ASSIGNED TASK: Look through the data below, and copy each line that carries the word "gray".

Stored data entries:
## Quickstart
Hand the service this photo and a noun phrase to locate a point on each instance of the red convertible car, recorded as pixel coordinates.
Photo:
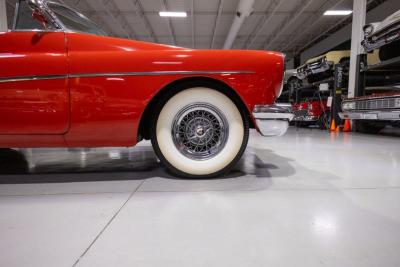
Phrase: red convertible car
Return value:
(65, 83)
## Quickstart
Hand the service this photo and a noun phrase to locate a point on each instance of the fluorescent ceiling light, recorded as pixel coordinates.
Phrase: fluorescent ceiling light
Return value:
(173, 14)
(338, 12)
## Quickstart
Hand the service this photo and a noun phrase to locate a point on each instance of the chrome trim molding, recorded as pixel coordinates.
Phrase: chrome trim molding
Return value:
(32, 78)
(93, 75)
(155, 73)
(272, 120)
(371, 115)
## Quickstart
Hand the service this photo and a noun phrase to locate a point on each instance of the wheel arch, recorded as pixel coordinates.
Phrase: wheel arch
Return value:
(180, 85)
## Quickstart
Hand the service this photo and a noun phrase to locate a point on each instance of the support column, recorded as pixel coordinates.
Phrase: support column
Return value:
(3, 16)
(357, 34)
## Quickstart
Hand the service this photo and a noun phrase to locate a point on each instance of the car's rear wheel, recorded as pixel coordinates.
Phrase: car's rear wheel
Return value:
(199, 132)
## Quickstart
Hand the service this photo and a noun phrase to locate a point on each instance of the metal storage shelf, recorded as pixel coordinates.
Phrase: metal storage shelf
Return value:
(389, 65)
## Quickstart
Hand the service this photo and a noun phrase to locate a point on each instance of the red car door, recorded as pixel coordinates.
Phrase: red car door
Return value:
(34, 94)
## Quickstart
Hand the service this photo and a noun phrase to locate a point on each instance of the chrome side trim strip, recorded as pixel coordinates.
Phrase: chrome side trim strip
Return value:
(113, 74)
(32, 78)
(157, 73)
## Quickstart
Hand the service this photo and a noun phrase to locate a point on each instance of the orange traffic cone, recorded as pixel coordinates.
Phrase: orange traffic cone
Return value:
(347, 126)
(333, 125)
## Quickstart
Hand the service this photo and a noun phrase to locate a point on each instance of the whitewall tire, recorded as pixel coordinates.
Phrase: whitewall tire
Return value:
(199, 132)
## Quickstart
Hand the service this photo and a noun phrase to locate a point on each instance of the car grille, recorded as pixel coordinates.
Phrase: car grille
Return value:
(301, 113)
(387, 103)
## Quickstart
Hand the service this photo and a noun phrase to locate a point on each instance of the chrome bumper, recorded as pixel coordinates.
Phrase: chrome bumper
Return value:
(305, 118)
(272, 120)
(370, 115)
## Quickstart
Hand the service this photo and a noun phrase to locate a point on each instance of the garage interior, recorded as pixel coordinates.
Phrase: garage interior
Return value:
(315, 196)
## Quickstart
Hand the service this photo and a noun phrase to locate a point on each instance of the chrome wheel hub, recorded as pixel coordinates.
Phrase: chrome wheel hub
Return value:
(200, 131)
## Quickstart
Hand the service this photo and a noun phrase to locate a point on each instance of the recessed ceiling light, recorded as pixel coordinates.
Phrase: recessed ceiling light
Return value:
(338, 12)
(173, 14)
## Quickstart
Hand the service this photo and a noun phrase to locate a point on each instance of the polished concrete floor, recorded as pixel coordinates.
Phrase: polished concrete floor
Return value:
(308, 198)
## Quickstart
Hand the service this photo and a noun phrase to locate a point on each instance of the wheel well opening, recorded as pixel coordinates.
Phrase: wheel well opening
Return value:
(180, 85)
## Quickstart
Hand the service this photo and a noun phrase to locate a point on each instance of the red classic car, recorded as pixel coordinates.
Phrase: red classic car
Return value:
(64, 83)
(312, 111)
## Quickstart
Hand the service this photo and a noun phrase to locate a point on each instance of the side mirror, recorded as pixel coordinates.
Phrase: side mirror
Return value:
(37, 15)
(37, 12)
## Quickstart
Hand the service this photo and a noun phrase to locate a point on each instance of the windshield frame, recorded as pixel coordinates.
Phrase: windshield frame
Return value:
(55, 21)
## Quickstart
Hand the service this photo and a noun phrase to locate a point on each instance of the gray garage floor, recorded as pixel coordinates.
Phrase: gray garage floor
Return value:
(309, 198)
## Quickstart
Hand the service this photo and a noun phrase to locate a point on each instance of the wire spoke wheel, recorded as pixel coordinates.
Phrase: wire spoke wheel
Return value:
(200, 131)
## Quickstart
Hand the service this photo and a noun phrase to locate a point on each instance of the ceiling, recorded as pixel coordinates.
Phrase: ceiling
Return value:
(284, 25)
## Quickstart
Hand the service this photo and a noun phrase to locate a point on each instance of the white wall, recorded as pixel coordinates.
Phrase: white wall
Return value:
(344, 34)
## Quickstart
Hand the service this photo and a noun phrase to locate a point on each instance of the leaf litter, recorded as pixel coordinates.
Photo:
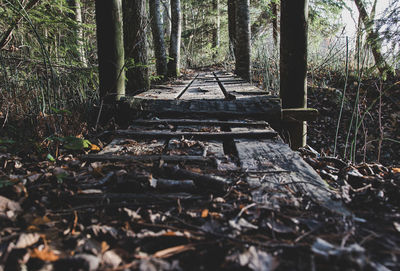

ANSWER BOX:
Hand the service this photo and a noun phrase to locate a point on each instance of the gray garage floor, recorded as pixel coordinates.
Phrase: gray garage floor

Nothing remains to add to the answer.